## SOURCE DOCUMENT
# # # # #

John Denis Bray (11 January 1916 – 13 January 1982) was an  Australian rules footballer who played with St Kilda in the Victorian Football League (VFL).

Family
The son of Joseph Michael Bray (1888–1955), and Mary Helena Bray (1886–1971), née Murphy, John Denis Bray was born at Malvern, Victoria on 11 January 1916.

He married Elizabeth Mary Persia Gladys Coram (1909–2004), known as Gladys, on 5 August 1939. They had five children, John, Judith, Sherrill, Lorraine, and Peter.

Football

Ormond (VAFA)
He began his senior football with the Ormond Amateur Football Club in the Victorian Amateur Football Association (VAFA) in 1935. He was Ormond's captain in 1937, 1938, and 1939.

St Kilda (VFL)
Having tried out with Richmond in 1937, he went to St Kilda in 1940. With no chance of playing in the finals, and preparing for the next season, St Kilda used the last games of the 1940 season to give several of its best Seconds players senior experience. Promoted from the Seconds, he played in the last three home-and-away matches of the 1940 season for St Kilda: along with Marcus Hines, Bray's first senior game was against North Melbourne, at Arden Street, on 27 July 1940.

# # # # #

## SOURCE EXCERPT
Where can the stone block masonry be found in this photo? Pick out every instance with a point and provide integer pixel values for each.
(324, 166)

# # # # #

## DIRECTIVES
• 1. Using the Bray biography, what are the answers to these questions?
(a) On what date did Bray marry Gladys?
(b) In which years was he Ormond's captain?
(c) Which club did St Kilda face in Bray's first senior game?
• 2. Can you resume the Bray biography, starting right after its last sentence?

## SOLVED TASKS
• 1.
(a) 5 August 1939
(b) 1937, 1938, and 1939
(c) North Melbourne

• 2.
In his final match of the 1940 season, against Carlton, at Prices Park, on 17 August 1940, he was involved in a fierce confrontation in the third quarter. Bray was reported for striking Carlton's Jack Hale, and Carlton's Ron Savage was reported for charging Bray. Both players were found guilty, and were disqualified for four matches. Having served his suspension, he played in each of the 14 remaining home-and-away matches in the 1941 season.

Ormond (VAFA)
In 1946, when the VAFA competition had resumed from its five-year wartime suspension, Bray was once again playing for Ormond. He retired at the end of the 1947 season, having played almost 150 VAFA games with Ormond.

Military service
He enlisted in the Second AIF on 1 September 1942, and was discharged on 28 November 1945.

Death
He died (suddenly) while visiting family in Dunedin, New Zealand on 13 January 1982. He was buried at Green Park Cemetery, Waldronville, New Zealand.

Notes

References
 World War Two Nominal Roll: Lance Bombadier John Denis Bray (VX102523), Department of Veterans' Affairs.
 World War Two Service Record: Lance Bombadier John Denis Bray (VX102523), National Archives of Australia.
 de Lacy, H.A., "South Australians Win Army Football: Victorian Unit Outplayed", The Sporting Globe, (Wednesday, 7 October 1942), p.15.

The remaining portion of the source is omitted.